● **Source text**
■ ■ ■ ■ ■

Monday, October 12, 2009

The Evidence Says: Historically We Should Know Better

I am in the midst of reading the new book Impact of Birthing Practices on Breastfeeding 2nd Edition by Linda J. Smith.

Admittedly, she had me hooked right away with Forewards by Nils Bergman and Michel Odent.

But then, it happened! She swept me away into history with a whole chapter on Historical Perspectives on Childbirth And Breastfeeding.

Hauntingly beginning this first chapter was a quote from Dr. Grantly Dick-Read: "The childbirth practices of a nation [are] the reflections of that nation's beliefs concerning the integrity and dignity of life, and [influence] that nation for good or evil, and ultimately the world itself."

Dynamic women throughout our recent past became the heralds of what is right for women and babies. From the beginnings of La Leche League, to Lamaze, to ICEA...including the 1989 shift by WIC to more breastfeeding friendly practices, Healthy People 2010 initiatives, and American Academy of Pediatrics strong 2005 policy on breastfeeding. It is all there plus the Baby Friendly Hospital far back as 1989 there was a call in the joint statement of UNICEF and WHO Protecting, Promoting and Supporting Breastfeeding: The Special Role of Maternity Services.

■ ■ ■ ■ ■

● **Information given**
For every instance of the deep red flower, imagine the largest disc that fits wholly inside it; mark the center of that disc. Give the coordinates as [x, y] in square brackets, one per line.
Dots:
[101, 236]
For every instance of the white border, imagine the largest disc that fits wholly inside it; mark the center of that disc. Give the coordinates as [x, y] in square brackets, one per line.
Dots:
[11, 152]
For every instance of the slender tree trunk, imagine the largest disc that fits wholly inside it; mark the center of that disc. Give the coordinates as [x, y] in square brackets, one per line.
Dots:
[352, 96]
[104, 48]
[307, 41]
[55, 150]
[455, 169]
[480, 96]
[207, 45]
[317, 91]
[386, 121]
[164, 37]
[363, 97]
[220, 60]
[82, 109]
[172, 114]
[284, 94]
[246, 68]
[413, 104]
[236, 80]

■ ■ ■ ■ ■

● **Problem set**
#1 According to the blog post on birthing practices and breastfeeding, who wrote the forewords to Linda J. Smith's book?
#2 Translate this sentence from the blog post on birthing practices into Spanish: "I am in the midst of reading the new book Impact of Birthing Practices on Breastfeeding 2nd Edition by Linda J. Smith."
#3 Carry the blog post on birthing practices and breastfeeding forward from its final sentence.
The records are separate material and have nothing to do with the blog post on birthing practices.

● **Answer list**
#1 Nils Bergman and Michel Odent.

#2 Estoy en plena lectura del nuevo libro Impact of Birthing Practices on Breastfeeding 2nd Edition, de Linda J. Smith.

#3
Sadly to date and some by no fault of anyone, doulas are being restricted in the labor/birth area of hospitals (now mostly due to the H1N1 scare), childbirth educators are losing their jobs (due to lack of attendance, in part due to care providers discouraging attendance and partly due to our hurried society), and many (too many) nurses still do not practice evidence based maternity care. From my colleagues I still hear: "Change is hard", or "We have always done it this way." or "Do you know how hard it is to change policy?".

Worse yet, nursing students are not being told in nursing school or clinicals about how to care for women who do not want or need medication during a birth. They do not receive the information. And frankly, neither don't most residents.

Imagine taking your car to the mechanic. You find out she has only been partially trained.

Imagine the repair man coming to your home to fix your oven. You find out he has only been partially trained.

The airline pilot on your next flight has only been partially trained.

The city bus driver who picks you up has only been partially trained.

After reading only the first chapter, I know that historically we should know better. I know that the mechanisms are in place for better practice. Linda Smith has over 500 references in this book to substantiate everything she says.

We just need to take Nike's advice:

Solid scientific evidence shows that minimizing interventions in birth and policies that preserve normalcy are associated with faster, easier births; healthier, more active and alert mothers and newborns; and mother-baby pairs physiologically optimally ready to breastfeed.